◆ **DOCUMENT EXTRACT**:
Barb Gyarmathy was amazed earlier this year that renowned landscape designer Roy Diblik had agreed to come to the Beverly Arts Center (BAC) to speak to members of the Garden Club of Morgan Park/Beverly Hills and other residents who have a green thumb.
Now, she’s overjoyed that Diblik has designed one of his vintage gardens that is being created in the courtyard at the BAC, 2407 W. 111th St.
Since his visit five months ago, Diblik has returned twice to work with the garden club to install the “Roy Diblik Garden of Living Art.”
The latest gathering was on Aug. 3 for a day of planting. Diblik first visited the BAC on March 6 to present his seminar, “Coming to Know Plants: Understanding Plant Relationships in the Garden.”
Gyarmathy said attendance at the BAC presentation was great.
“We almost filled the Baffes Theatre,” Gyarmathy said. “People were waiting an hour afterwards to speak with him. Those who know him are just amazed that he’s doing this. This is just so exciting for the South Side and especially for Beverly.”
Diblik’s installations can be seen at several prominent locations in the city, including the Art Institute of Chicago, Shedd Aquarium and the Lurie Garden at Millennium Park, where Gyarmathy he is employed.
Diblik, a Berwyn native, was the plant purchasing coordinator for the Lurie Garden, and he grew over 11,000 of the plants used in the first planting there in 2003.
The garden at the BAC, which is situated in the northwest portion of its courtyard, is full of perennials and native plants, including four hydrangeas, 12 alliums, 15 calamintha nepetas, echinacea, salvia and sesleria, a perennial plant in the grass family.
Gyarmathy was thrilled watching plans come together, she said, as Diblik took the ideas in his head and then began drilling holes and positioning plants around the space, creating what she called a “mini Lurie Garden.”

◆ **DIRECTIONS**:
**1.** Copy out the records word for word, starting at the line with "Q: For every instance of the red plastic" and running through the last line of the records.
**2.** Continue the article about the Roy Diblik garden at the Beverly Arts Center from the point where it stops.

◆ **Object position labeling records**:
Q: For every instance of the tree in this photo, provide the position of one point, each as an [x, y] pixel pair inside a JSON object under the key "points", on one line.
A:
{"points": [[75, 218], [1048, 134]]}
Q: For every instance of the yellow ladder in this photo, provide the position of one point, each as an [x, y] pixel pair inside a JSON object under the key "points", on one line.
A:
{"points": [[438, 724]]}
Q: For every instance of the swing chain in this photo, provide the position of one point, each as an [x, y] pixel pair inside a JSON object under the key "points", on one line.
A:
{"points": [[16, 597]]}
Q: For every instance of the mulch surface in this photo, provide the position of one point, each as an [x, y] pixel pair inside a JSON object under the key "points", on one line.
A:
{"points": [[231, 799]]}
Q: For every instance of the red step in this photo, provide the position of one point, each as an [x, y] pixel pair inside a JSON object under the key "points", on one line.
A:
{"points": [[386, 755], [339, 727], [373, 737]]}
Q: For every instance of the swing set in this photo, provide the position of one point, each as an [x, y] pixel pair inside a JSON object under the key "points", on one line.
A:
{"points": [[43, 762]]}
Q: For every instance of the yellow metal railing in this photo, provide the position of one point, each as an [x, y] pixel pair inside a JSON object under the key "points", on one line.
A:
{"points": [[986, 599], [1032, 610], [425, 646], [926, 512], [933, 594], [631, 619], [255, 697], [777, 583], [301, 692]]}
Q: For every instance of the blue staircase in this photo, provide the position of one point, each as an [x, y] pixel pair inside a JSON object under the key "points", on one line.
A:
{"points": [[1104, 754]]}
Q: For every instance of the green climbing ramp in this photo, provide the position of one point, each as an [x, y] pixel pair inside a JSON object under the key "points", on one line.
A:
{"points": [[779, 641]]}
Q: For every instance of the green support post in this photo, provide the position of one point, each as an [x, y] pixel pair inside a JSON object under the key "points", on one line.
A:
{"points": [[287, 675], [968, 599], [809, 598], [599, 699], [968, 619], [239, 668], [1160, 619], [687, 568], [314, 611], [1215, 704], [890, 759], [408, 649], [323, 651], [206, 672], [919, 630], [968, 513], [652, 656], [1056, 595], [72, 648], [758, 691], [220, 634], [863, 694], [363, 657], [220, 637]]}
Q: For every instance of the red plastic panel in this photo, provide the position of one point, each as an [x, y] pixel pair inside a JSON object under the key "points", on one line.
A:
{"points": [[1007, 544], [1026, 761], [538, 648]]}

◆ **EXPECTED ANSWERS**:
**1.**
Q: For every instance of the red plastic panel in this photo, provide the position of one point, each as an [x, y] pixel pair inside a JSON object under the key "points", on one line.
A:
{"points": [[1007, 544], [1026, 761], [538, 648]]}

**2.**
When planting perennial gardens, botanists agree that results develop over three years, as the garden “sleeps, creeps, then leaps.”
Gyarmathy said Diblik wanted “color for all seasons” in the BAC garden, and she believes the plantings will thrive.
“All these plants are 3 years old, so they’re relatively mature,” Gyarmathy said. “It’s not like they’re tiny baby plugs.”
Diblik began planting with club members on April 9, when they cleared brush, laid down biodegradable cardboard that will provide nutrients and keep weeds from growing, and then spread mulch.
Gyarmathy said Diblik is donating his work, with the club providing $500 for supplies.
She said the garden design reflects “new wave planting” that can thrive in neighborhoods such as Beverly/Morgan Park.
“Urban cities are doing this because it’s a lot more suitable over time,” Gyarmathy said. “It needs a lot less maintenance and water.”
Diblik also wrote “The Know Maintenance Perennial Garden,” which lists 62 plants, both sun-loving and shade-loving, along with their “first dates,” other plants that co-exist in a healthy garden that requires little maintenance.
Diblik has gardened since he was a young boy planting kohlrabi seeds alongside the family garage with his grandmother.
He earned a degree in outdoor education from Western Illinois University, then worked as a groundskeeper with the St. Charles Park District, where he said he learned an important lesson.
“It’s all about the maintenance,” he said.
In 1979, Diblik began working at The Natural Garden, a nursery in St. Charles, Ill., and he grew thousands of plants. In 1991, he and others opened Northwind Perennial Farms in Burlington, Wisc., and it grows over 400,000 plants every year.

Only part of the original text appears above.